begin SOURCE TEXT

Jon Meredith created CASSANDRA-17601:
----------------------------------------

             Summary: IllegalStateException with prepared queries selecting 
static columns in mixed 3.0.x/4.x clusters
                 Key: CASSANDRA-17601
                 URL: https://issues.apache.org/jira/browse/CASSANDRA-17601
             Project: Cassandra
          Issue Type: Bug
            Reporter: Jon Meredith
            Assignee: Jon Meredith


Clusters that contain prepared statements that partially select static columns 
before the upgrade will fail to execute those statements coordinated from the 
4.x nodes until the upgrade completes.
h2. Reproduction

Setup (before upgrade)

end SOURCE TEXT
begin ENTRIES SUPPLIED

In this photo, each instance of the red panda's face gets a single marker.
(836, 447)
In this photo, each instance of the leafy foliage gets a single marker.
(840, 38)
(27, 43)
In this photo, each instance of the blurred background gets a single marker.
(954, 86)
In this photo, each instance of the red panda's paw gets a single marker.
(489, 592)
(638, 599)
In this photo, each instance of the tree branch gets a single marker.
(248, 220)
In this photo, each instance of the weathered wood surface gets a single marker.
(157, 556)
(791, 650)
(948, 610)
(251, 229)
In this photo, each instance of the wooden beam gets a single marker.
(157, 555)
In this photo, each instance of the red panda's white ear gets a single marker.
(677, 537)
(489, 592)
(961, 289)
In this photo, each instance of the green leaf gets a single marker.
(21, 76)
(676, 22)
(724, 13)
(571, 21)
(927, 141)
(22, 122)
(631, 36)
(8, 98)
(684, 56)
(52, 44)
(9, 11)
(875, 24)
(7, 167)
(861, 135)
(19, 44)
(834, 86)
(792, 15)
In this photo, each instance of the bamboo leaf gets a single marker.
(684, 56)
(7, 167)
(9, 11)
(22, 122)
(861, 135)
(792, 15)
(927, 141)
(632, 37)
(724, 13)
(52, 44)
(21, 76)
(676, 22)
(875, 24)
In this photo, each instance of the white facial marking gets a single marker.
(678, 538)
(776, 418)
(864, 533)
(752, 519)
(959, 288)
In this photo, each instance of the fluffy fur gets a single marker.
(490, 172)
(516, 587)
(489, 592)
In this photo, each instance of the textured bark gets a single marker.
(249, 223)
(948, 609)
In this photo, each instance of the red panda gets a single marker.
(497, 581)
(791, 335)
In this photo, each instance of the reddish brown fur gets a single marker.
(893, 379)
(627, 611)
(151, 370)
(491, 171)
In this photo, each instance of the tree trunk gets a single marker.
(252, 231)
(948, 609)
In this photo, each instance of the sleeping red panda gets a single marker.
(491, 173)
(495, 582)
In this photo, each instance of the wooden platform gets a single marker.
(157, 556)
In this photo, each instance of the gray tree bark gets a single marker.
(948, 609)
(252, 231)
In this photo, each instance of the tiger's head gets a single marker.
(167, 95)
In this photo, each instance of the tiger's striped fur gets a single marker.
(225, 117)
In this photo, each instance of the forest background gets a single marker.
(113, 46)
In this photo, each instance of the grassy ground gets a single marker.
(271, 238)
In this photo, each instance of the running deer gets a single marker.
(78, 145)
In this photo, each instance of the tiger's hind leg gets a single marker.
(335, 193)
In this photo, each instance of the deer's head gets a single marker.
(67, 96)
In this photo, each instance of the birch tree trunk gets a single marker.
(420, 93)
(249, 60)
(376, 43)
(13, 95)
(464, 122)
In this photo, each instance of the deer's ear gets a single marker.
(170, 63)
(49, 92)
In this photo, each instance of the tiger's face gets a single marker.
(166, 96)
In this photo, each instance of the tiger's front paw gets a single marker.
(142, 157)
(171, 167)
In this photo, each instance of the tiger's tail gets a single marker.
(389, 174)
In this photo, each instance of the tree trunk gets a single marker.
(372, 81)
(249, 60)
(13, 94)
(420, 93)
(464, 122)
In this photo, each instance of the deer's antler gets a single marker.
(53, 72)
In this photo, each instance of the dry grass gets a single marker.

end ENTRIES SUPPLIED

• _EXERCISES_:
**A.** Answer these from the Cassandra bug report:
(i) Who is the assignee?
(ii) What issue type is given?
(iii) Until what point will the affected statements fail when coordinated from the 4.x nodes?
**B.** Carry on the Cassandra bug report from the point where it stops.
The entries play no part in what is asked here.

• _TASK-BY-TASK RESULTS_:
**A.**
(i) Jon Meredith
(ii) Bug
(iii) Until the upgrade completes

**B.**
{code:java}
CREATE KEYSPACE ks1 WITH replication = {'class': 'SimpleStrategy', 
'replication_factor':3}
CREATE TABLE ks1.tbl1 (pk1 int,
ck2 int,
s3 int static,
s4 int static,
c5 int,
PRIMARY KEY (pk1, ck2));
INSERT INTO ks1.tbl1 (pk1, ck2, s3, s4, c5) VALUES (1, 2, 3, 4, 5);
{code}
Prepared Statement (prepare before upgrade)
{code:java}
SELECT c5, s3 FROM ks1.tbl1 WHERE pk1 = ? AND ck2 = ?;
{code}
Exception on 3.0.x nodes (when executing prepared statement after upgrade)
{code:java}
java.lang.IllegalStateException: [s3, s4] is not a subset of [s3] at 
org.apache.cassandra.db.Columns$Serializer.encodeBitmap(Columns.java:566)
at org.apache.cassandra.db.Columns$Serializer.serializeSubset(Columns.java:498) 
at 
org.apache.cassandra.db.rows.UnfilteredSerializer.serializeRowBody(UnfilteredSerializer.java:235)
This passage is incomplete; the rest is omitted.